→ **Stated goal 1**
On what date is the blog post entry titled "Good Karma" dated?
→ **Stated goal 2**
Quote the blog post word for word from "I've been doing" to "several times over.".
→ **Stated goal 3**
Write the next part of the blog post about love and karma, starting after its final sentence.

Now that I know (which, sure, ok, fine, is better than not knowing) I am questioning all that good stuff that we shared. All the tenderness. All the schmoopiness. All the stuff that makes watching romantic comedies bearable because you think, "Yeah, that's good but not as great as what I've got!" How can I tell what was real and what wasn't? Do I dismiss it all? Do I parse it out in "good" and "bad" piles? Eff if I know.

As you know ever since Love Karma bent me over the truth chair and donkey punched me I'm trying to get better at this relationship stuff. I'm also trying to be more mindful of what I "put out there" in the world and how it effects other people. I know that if I were to send the picture and video to Lisa that it would accomplish one thing; Lisa would cry. Crap, I'd probably cry as well.

Why would I cry? Well, I suppose I would cry because I know that Lisa is right now, as I type, in blissfully ignorant love and well, I would be ruining that. I know how hard I cried over that guy and I'm not so sure he deserves anyone else's tears. Sure as hell isn't getting anymore of mine.

But maaaaaaannnnn I really, really, really wanted to send this stuff to Lisa. You know as one last final double finger to the Dbag.

I won't. I'm deleting the picture and the video.

Just as soon as I'm finished posting them to Redtube.

xo

Friday, January 15, 2010

Good Karma (not just the yummiest coffee place in Philly anymore)!

I've been doing some thinking lately about this whole love fiasco thing I've had going on for the past year and I've come up with a theory; Love Karma has come back around to bitch slap me, several times over.

→ **Recorded data**
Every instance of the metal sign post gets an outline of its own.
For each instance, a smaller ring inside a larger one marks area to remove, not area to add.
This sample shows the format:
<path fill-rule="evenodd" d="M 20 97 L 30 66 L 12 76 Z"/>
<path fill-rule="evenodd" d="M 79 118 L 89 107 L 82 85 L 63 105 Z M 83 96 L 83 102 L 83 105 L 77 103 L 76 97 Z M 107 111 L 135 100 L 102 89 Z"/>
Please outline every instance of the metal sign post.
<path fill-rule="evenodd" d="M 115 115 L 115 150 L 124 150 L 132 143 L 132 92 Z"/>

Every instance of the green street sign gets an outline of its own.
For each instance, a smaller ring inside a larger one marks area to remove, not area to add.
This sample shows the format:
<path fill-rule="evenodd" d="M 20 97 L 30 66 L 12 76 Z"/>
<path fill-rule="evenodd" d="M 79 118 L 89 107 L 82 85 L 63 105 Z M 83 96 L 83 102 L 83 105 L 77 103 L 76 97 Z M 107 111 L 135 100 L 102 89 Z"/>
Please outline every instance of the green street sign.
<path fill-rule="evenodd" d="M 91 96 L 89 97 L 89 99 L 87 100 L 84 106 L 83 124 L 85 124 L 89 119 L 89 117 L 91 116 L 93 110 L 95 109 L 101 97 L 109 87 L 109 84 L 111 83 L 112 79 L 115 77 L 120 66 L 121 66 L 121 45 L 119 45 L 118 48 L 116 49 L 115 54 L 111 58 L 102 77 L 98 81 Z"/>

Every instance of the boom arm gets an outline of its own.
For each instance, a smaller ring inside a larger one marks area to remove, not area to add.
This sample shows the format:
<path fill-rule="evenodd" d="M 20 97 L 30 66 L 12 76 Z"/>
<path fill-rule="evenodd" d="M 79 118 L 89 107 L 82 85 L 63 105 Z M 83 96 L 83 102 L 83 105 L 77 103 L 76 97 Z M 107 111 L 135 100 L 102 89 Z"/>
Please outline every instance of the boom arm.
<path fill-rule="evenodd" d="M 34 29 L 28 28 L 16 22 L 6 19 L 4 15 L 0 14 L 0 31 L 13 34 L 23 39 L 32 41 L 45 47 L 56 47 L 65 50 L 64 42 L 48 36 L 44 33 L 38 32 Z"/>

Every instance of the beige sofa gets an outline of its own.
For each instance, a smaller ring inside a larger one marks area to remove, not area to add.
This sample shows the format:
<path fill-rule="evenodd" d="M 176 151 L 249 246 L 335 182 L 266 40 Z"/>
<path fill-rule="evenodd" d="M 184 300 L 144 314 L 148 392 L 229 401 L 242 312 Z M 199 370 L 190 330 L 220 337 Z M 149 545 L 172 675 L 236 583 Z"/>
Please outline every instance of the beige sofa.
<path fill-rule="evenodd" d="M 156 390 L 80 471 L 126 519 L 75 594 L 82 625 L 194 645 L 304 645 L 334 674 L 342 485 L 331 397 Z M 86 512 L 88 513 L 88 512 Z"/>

→ **Response 1**
Friday, January 15, 2010.

→ **Response 2**
I've been doing some thinking lately about this whole love fiasco thing I've had going on for the past year and I've come up with a theory; Love Karma has come back around to bitch slap me, several times over.

→ **Response 3**
I won't bore you (read- humiliate myself) with all my love sagas but I will sum it up for you. Most of you will disagree...I hope.

I was kind of a bitch. Well, not "kind of a bitch," I was a bitch. A love bitch to be exact.

See, I won't name names but I've had some REALLY great boyfriends in the past that for some reason or another I've discarded. One in particular was the perfect boyfriend and what did I do? Well, instead of ending our relationship (for no good reason) and giving it the respect that he and our relationship deserved I ignored him. Who does that? A love bitch, that's who.

Now, (sigh) that wasn't the first time I pulled a stunt like that, it may have been (if my count is correct) the third time.

Peter. Ahhh...Peter. Tall, handsome, super nice teeth, super nice guy, always good to me. One day, can't explain why but I stopped calling him. Stopped returning his phone calls, didn't respond to his emails, just fell off the face of the earth. Eventually, I ran into him again and we became friends. Why he would want to be my friend after such disgusting behaviour is beyond me but I'm happy he's forgiven me.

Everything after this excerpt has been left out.